» Task set
1. In the post about parsing SQL logs with regex, duplicate the text word for word from "We select every" to "but it works.".
2. In the post about parsing SQL logs with regex, why is a backslash placed before the square bracket in the pattern for the reason?

» Selected extract
Playing with Logs – Regex
Recently I was playing with some sql event viewer logs. These logs don’t have properties that we can pull from to make life easier. So, everything has to be parsed through the string. Which isn’t bad, but it’s a challenge to think about. Here is what one of the strings looks like:
Login failed for user 'db_admin'. Reason: Password did not match that for the login provided. [CLIENT: 10.0.80.55]
I wanted three items from this list, the username, the reason, and the IP address. The username is inside the single quotes. The reason goes from the word reason to the [ for client. The IP address is inside the brackets for the client. Lets get started. First lets get the data.
$test = invoke-command -ComputerName servername -ScriptBlock {Get-WinEvent -FilterHashTable @{logname='application';providername='MSSQLSERVER';Keywords='4503599627370496'}}
Grabing Everything between double single qoutes.
Now we have the data, it’s time to get the username. As I said, the username is found inside the single quotes. So we want to select the string with a pattern that pulls the double single quotes.
($t.message | Select-String -Pattern "'.*?'" -AllMatches).Matches.Value -replace "'",""
‘.*?’
This bad boy here grabs everything between the single quotes. The ‘—‘ is the boundaries. the . says to match any character except the terminators. Yeah, we don’t want skynet. Then the X? tells it to match the previous token between 0 and forever times. The select starts off with the first ‘ and then moves to the next character. which is a wild card. Then we search all wildcards forever until the next ‘ with the *? characters.
We select every item in the string that matches that pattern using the -AllMatches. Then we grab the Matches by using the ().Matches. We want those values so we select the value from the matches. ().Matches.Value. This still selects the double single quotes ‘ and we really don’t want this. So we simply remove them by using the -replace command. We replace the ‘ by saying -replace “‘”,””. Looks a little confusing but it works.
Grabbing Text after a word and before a symbol.
The next part is to grab the reason. This is basically grabbing everything after a single word and before something different. The logic is the same as before, but this time we are grabbing it based off a word.
Reason = (($t.Message | Select-String -Pattern "Reason:.*\[" -AllMatches).Matches.Value -replace ' \[','') -replace 'Reason: ',''
“Reason:.*\[“
In this instance we are searching for the word Reason:. Once we find that word, we select the first object in front of it using a wild card again. The wild card is a . like before. Then we tell it to continue searching using the * until we reach special character of [. Notice the \ is before the [. The reason for this is because in the world of Regex the bracket, [, is a special character used for searching. Thus this code is saying, start with the word reason: and search everything until you reach the square bracket.

» Data entries
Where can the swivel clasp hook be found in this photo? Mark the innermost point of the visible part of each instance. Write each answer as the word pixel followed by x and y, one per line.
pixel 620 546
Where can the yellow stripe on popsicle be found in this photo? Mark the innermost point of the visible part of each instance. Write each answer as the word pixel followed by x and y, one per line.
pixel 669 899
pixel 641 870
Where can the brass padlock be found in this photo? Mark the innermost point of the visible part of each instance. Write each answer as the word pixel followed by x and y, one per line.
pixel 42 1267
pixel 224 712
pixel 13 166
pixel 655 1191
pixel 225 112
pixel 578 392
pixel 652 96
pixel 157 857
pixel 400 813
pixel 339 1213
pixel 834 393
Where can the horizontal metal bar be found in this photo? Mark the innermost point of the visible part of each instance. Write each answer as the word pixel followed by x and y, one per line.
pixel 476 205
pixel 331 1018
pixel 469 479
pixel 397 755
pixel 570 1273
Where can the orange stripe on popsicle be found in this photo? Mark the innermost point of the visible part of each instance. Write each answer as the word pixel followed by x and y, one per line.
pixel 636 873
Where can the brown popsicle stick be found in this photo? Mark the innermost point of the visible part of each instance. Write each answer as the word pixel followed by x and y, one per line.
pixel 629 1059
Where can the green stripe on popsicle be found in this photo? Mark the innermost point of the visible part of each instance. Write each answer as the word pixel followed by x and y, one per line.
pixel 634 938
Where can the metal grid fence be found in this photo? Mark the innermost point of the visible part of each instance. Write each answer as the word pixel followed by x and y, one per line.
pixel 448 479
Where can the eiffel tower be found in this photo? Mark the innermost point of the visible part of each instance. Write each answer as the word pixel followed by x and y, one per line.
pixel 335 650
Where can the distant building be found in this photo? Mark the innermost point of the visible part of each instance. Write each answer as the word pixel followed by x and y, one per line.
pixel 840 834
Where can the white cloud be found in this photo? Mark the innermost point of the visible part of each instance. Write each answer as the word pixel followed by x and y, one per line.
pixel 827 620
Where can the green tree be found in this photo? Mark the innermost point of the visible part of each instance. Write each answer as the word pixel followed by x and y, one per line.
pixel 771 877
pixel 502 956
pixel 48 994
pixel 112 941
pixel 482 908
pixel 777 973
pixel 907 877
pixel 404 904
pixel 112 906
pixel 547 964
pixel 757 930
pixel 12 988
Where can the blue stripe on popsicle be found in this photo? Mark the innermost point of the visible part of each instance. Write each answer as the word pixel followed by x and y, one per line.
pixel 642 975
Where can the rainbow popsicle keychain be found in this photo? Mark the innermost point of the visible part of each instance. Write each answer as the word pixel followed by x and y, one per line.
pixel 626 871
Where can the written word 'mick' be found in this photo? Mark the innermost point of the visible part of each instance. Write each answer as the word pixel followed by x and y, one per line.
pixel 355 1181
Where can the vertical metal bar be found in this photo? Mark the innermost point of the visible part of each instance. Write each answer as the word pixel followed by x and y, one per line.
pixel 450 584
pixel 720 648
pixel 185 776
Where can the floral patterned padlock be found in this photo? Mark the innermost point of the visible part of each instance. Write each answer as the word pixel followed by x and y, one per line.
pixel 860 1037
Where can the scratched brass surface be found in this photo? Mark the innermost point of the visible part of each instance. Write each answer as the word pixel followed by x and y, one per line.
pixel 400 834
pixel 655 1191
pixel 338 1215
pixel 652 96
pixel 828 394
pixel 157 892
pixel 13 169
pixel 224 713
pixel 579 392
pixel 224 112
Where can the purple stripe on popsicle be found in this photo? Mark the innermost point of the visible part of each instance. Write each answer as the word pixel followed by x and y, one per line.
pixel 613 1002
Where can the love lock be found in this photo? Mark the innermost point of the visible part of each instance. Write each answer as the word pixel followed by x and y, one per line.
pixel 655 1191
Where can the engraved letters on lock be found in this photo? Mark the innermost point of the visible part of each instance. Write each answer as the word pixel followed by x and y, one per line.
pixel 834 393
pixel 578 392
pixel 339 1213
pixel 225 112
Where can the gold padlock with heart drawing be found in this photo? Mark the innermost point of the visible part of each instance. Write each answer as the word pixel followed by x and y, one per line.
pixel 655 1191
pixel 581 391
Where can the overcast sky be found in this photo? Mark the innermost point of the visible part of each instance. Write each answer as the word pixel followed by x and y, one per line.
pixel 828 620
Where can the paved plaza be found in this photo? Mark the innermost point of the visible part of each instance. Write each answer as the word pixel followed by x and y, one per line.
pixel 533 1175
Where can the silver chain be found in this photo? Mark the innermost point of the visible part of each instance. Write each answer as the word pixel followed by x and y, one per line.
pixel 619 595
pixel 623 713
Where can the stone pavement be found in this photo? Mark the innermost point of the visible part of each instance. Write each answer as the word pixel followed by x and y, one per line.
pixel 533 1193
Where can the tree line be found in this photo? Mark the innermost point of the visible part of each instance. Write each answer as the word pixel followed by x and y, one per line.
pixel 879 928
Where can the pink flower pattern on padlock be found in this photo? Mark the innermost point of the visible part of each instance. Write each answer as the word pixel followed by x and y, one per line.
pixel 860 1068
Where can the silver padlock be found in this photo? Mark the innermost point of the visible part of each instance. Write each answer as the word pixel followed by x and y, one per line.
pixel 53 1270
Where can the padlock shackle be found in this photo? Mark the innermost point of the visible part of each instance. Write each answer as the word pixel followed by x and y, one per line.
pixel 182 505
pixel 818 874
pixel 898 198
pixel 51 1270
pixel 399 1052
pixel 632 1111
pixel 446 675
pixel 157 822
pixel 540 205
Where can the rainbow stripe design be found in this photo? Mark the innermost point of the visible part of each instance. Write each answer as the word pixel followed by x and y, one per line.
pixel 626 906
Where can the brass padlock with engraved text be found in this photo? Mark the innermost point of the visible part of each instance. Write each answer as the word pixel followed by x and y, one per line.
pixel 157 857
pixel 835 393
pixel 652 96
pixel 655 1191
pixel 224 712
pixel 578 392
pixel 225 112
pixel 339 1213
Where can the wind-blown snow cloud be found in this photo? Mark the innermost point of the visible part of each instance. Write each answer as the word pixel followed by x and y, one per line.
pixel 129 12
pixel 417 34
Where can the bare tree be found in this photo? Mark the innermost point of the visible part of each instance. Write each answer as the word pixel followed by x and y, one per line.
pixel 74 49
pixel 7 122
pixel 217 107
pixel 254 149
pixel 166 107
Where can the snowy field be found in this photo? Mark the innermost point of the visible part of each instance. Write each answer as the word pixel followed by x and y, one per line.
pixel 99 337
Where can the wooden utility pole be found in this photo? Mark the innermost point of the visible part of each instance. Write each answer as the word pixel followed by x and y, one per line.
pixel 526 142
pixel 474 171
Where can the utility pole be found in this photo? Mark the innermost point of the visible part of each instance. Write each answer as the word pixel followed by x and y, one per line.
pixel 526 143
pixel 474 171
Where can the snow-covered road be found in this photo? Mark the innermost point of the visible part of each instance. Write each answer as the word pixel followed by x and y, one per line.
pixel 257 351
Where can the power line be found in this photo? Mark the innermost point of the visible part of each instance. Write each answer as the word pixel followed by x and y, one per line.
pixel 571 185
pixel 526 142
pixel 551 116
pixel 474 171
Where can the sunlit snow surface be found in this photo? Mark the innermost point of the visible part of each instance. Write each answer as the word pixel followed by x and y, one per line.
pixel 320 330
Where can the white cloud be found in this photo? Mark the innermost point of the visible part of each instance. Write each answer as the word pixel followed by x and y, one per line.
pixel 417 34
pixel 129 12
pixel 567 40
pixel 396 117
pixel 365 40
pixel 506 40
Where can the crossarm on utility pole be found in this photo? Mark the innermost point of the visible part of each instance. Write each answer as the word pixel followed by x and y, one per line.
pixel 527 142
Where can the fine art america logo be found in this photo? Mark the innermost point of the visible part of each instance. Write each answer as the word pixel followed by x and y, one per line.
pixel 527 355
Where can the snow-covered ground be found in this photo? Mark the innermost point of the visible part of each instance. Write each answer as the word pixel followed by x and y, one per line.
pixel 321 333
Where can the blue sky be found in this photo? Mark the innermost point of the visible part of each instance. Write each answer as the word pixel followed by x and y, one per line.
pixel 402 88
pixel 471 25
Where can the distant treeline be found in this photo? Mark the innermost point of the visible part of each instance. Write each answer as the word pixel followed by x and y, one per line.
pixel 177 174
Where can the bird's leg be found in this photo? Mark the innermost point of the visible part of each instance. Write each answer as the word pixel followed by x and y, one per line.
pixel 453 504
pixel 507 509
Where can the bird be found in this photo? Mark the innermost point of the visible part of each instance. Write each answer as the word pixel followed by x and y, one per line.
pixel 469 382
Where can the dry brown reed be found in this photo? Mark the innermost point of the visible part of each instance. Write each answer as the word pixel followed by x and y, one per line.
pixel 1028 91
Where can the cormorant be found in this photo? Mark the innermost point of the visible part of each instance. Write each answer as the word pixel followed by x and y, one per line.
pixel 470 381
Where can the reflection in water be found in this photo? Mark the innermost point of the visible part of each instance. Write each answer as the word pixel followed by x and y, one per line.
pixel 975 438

» Answers given
1.
We select every item in the string that matches that pattern using the -AllMatches. Then we grab the Matches by using the ().Matches. We want those values so we select the value from the matches. ().Matches.Value. This still selects the double single quotes ‘ and we really don’t want this. So we simply remove them by using the -replace command. We replace the ‘ by saying -replace “‘”,””. Looks a little confusing but it works.

2. In regex, the square bracket is a special character used for searching.